Leave the images aside and repeat the whole listing exactly.

Supplied data:

▬▬▬▬▬▬▬▬▬▬

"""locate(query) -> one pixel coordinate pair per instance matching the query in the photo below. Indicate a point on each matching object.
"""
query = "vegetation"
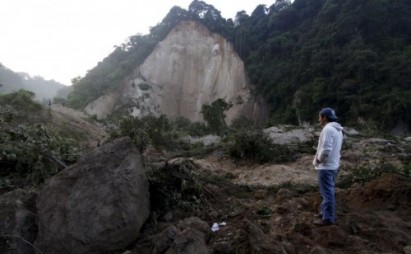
(43, 89)
(302, 56)
(159, 132)
(29, 150)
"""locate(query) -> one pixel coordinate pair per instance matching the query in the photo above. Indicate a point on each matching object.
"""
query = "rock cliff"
(189, 68)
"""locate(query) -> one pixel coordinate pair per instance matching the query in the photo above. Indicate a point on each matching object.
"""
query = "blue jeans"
(326, 180)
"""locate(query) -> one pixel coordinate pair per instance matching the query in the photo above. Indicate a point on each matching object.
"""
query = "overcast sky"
(63, 39)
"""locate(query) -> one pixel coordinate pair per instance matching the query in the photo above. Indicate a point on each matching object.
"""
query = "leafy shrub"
(31, 152)
(159, 132)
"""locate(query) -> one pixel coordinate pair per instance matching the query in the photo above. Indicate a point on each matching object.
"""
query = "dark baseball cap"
(329, 113)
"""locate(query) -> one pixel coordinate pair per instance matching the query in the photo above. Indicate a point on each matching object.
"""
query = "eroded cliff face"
(189, 68)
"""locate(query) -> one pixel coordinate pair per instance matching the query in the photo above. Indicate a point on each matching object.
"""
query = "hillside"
(301, 56)
(44, 89)
(260, 208)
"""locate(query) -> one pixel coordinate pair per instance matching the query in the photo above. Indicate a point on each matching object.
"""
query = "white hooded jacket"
(329, 147)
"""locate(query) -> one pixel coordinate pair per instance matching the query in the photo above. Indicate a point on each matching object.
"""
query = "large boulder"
(18, 226)
(97, 205)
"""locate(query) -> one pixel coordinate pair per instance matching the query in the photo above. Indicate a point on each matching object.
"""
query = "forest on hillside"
(353, 55)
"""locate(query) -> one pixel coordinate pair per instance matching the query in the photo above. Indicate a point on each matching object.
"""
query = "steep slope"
(189, 68)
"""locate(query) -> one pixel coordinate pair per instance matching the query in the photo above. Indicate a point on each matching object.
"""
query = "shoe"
(321, 222)
(318, 216)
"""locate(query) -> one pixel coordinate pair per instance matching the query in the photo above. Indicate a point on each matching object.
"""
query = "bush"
(31, 152)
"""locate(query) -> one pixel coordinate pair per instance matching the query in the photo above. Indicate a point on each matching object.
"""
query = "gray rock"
(164, 240)
(97, 205)
(189, 241)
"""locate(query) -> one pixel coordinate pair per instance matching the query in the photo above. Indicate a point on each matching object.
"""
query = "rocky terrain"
(212, 204)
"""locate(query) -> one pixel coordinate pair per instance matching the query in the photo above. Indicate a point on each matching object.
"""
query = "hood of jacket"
(335, 125)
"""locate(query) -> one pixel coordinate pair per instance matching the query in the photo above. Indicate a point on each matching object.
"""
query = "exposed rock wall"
(189, 68)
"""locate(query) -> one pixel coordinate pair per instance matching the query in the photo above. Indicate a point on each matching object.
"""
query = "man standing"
(327, 162)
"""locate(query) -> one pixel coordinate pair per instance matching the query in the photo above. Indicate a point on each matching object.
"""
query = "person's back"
(330, 143)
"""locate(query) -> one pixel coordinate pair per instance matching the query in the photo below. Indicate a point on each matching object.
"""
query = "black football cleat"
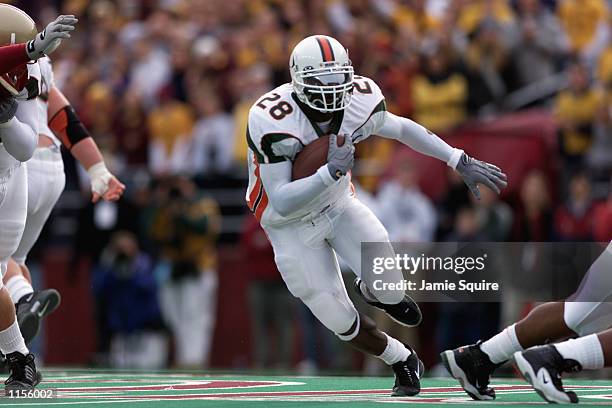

▬▬▬▬▬▬▬▬▬▬

Solution to this exercise:
"""locate(query) -> one pixel coordinate pair per instance matching the query in the photo below. Indicate a point on each matching object.
"""
query = "vegetation"
(43, 89)
(302, 56)
(159, 132)
(29, 150)
"""locate(query) -> one pixel coordinate pair per instance matching the query in the photo above. Indicate a point on each matching object.
"""
query = "rock cliff"
(189, 68)
"""locate(query) -> one pixel coordinate pair per instance matching the query in the photo above. Indicate a point on each matching object.
"""
query = "blue jeans"
(326, 180)
"""locate(query) -> one pixel coordinate pair per instance matching the query in the photo above. Indicate a point on each matching object.
"""
query = "overcast sky"
(63, 39)
"""locate(query) -> one pixel coordinate pair per instance matching the query in the photo above. Indicate a point on each matching object.
"""
query = "leafy shrub"
(31, 152)
(159, 132)
"""locate(query) -> one pixel coordinate pair per instance matching the query in the photo above. Indicate a point on each matching object.
"""
query = "dark baseball cap"
(329, 113)
"""locate(query) -> one pixel coordinate pair per instance matching the query in the photo above. Indicate a point on each matching object.
"""
query = "eroded cliff face"
(189, 68)
"""locate(query) -> one pixel coordinate pair per instance matching the query in the photo above. Indicate a point on each matching object.
"""
query = "hillside"
(301, 56)
(44, 89)
(260, 208)
"""locate(query) -> one pixel coordinate pair per instance matching the query in the photo above. Indicate a point on each matching object.
"""
query = "white hooded jacket"
(329, 147)
"""locate(query) -> one pixel coordinate pair per instance matching the query in the photo above. Indicate a point on each matching object.
"""
query = "large boulder"
(18, 226)
(97, 205)
"""locate(query) -> one pixel coordinate pair per instance matching the query in the photo above. Indicate a point on each matching object.
"""
query = "forest on hillside"
(353, 55)
"""locate(query) -> one pixel coordinate pair per instance matching the query in the photo above. Indicate a point on each matching object.
"""
query = "steep slope"
(189, 68)
"""locate(query) -> one pixel coordinate pair per instance matching the query in the photo above. Indicate a point on each matching object.
"""
query = "shoe"
(321, 222)
(318, 216)
"""locate(query) -> one pixel coordinate pair per instance matching the query in the photo above. Indicate a point on each matching object.
"""
query = "bush"
(31, 152)
"""locate(query) -> one pixel coordinate pair per instance matching the query in the photo above. Indicate a point on each matching object.
"""
query = "gray rock"
(164, 240)
(97, 205)
(189, 241)
"""locate(query) -> one pixel coordinate pair per instance matching the query in the photo above. Indicate a point on each matching object.
"""
query = "rocky terrain"
(212, 204)
"""locate(query) -> one pixel coordinate pair per instance matching the query in the photo above. Indicate a point on each matching object.
"""
query = "hood of jacket"
(335, 125)
"""locate(query) -> one pixel coordinate pair per instance matching the query in the photo above. Indicate a point on each matching object.
"""
query = "exposed rock wall"
(189, 68)
"""locate(query) -> one pixel coordinate pair per instance matching the query in the photo above. Indicate a point on each matching object.
"""
query = "man standing"
(327, 162)
"""locate(query) -> one pixel coordinate pair per instance matching the query in the photo above. Indicate a point on each matching object.
"""
query = "person's back"
(330, 143)
"""locate(query) -> one pixel coordinate pair per instance matching the query in the photo below. Indicate a point on each matching object.
"""
query = "black football cleat"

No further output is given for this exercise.